» TASK TO CARRY OUT: Render the material from the line containing "task: segment the <item>striped" down through the line containing "[[[152,103],[156,103],[157,101],[156,101],[156,98],[152,98]]]" as a numbered list, with both of those lines included and blank lines dropped. Leave out all other lines.

[Region annotation items]

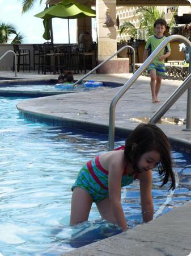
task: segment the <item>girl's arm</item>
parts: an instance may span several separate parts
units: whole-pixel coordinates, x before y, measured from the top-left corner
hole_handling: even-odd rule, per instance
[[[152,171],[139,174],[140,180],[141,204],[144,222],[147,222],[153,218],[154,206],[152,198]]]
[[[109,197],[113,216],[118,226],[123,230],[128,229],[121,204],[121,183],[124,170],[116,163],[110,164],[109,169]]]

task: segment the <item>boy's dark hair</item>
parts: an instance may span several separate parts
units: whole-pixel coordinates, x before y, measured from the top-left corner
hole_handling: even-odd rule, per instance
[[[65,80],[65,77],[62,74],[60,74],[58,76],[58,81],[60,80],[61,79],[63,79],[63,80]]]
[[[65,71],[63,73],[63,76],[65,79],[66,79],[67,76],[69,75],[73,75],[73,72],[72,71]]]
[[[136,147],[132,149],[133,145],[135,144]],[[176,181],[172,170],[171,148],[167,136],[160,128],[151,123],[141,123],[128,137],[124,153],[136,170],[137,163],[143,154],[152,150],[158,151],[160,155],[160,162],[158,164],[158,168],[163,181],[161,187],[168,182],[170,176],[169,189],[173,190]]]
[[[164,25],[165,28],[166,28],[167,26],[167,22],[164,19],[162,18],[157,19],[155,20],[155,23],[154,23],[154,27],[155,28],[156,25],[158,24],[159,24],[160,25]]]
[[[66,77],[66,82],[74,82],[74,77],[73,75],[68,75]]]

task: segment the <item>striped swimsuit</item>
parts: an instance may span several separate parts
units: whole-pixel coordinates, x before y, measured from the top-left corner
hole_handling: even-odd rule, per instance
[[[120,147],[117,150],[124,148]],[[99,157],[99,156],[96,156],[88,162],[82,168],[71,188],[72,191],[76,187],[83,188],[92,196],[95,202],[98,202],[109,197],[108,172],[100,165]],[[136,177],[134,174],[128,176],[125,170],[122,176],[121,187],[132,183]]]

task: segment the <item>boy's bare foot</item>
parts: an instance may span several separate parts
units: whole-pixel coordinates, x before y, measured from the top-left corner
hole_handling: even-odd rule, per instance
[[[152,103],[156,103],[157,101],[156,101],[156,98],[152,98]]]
...
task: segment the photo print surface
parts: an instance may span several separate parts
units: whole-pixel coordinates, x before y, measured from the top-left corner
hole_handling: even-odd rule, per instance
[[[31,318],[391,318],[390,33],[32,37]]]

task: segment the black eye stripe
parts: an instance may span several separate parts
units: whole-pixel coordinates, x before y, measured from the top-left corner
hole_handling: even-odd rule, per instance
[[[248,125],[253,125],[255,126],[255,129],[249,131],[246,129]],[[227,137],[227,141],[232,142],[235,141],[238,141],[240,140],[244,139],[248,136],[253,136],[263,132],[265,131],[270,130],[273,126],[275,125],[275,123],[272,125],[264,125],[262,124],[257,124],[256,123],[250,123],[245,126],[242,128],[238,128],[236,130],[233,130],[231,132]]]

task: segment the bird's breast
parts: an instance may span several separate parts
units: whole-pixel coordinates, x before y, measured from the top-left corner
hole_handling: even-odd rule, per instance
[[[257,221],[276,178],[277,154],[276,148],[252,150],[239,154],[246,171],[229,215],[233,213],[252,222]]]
--
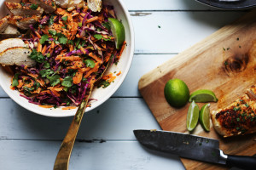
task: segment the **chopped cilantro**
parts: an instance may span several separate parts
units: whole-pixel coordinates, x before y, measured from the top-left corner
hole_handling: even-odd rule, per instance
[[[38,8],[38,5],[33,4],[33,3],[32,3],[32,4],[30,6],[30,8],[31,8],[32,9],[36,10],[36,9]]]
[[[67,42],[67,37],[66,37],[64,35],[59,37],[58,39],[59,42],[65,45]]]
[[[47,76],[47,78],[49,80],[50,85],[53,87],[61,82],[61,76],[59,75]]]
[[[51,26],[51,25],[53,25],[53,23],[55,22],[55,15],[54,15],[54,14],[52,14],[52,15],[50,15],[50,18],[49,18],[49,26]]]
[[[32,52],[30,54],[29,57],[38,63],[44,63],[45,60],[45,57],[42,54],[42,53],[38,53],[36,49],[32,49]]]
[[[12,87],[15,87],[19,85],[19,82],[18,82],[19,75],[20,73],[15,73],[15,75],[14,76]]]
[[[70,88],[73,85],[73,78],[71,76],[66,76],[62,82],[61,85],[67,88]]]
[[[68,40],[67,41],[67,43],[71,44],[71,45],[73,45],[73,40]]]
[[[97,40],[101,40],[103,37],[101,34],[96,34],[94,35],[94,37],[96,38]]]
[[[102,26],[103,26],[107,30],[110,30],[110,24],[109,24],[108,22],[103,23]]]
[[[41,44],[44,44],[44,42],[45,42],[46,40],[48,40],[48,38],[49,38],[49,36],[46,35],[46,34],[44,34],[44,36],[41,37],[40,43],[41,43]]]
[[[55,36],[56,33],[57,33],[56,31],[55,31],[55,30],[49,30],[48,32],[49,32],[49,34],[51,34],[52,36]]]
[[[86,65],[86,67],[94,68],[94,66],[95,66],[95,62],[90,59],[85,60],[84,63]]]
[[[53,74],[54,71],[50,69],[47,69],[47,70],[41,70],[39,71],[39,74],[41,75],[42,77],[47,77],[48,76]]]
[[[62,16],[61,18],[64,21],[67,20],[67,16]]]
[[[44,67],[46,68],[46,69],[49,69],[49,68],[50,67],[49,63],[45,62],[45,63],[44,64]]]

» SOLUTION FOR THIS PROBLEM:
1. task: segment the <item>striped swimsuit</item>
2. parts: an instance may span several separate parts
3. units: whole-pixel coordinates, x before y, measured from the top-left corner
4. hole_handling: even-odd rule, per instance
5. [[[120,147],[117,150],[124,148]],[[99,157],[99,156],[96,156],[88,162],[82,168],[71,188],[72,191],[76,187],[83,188],[92,196],[95,202],[98,202],[109,197],[108,172],[100,165]],[[136,177],[134,174],[128,176],[125,170],[122,176],[121,187],[132,183]]]
6. task: segment the <item>boy's bare foot</item>
7. parts: an instance may span several separate parts
8. units: whole-pixel coordinates, x before y, measured from the top-left corner
9. hole_handling: even-odd rule, per instance
10. [[[152,103],[156,103],[157,101],[156,101],[156,98],[152,98]]]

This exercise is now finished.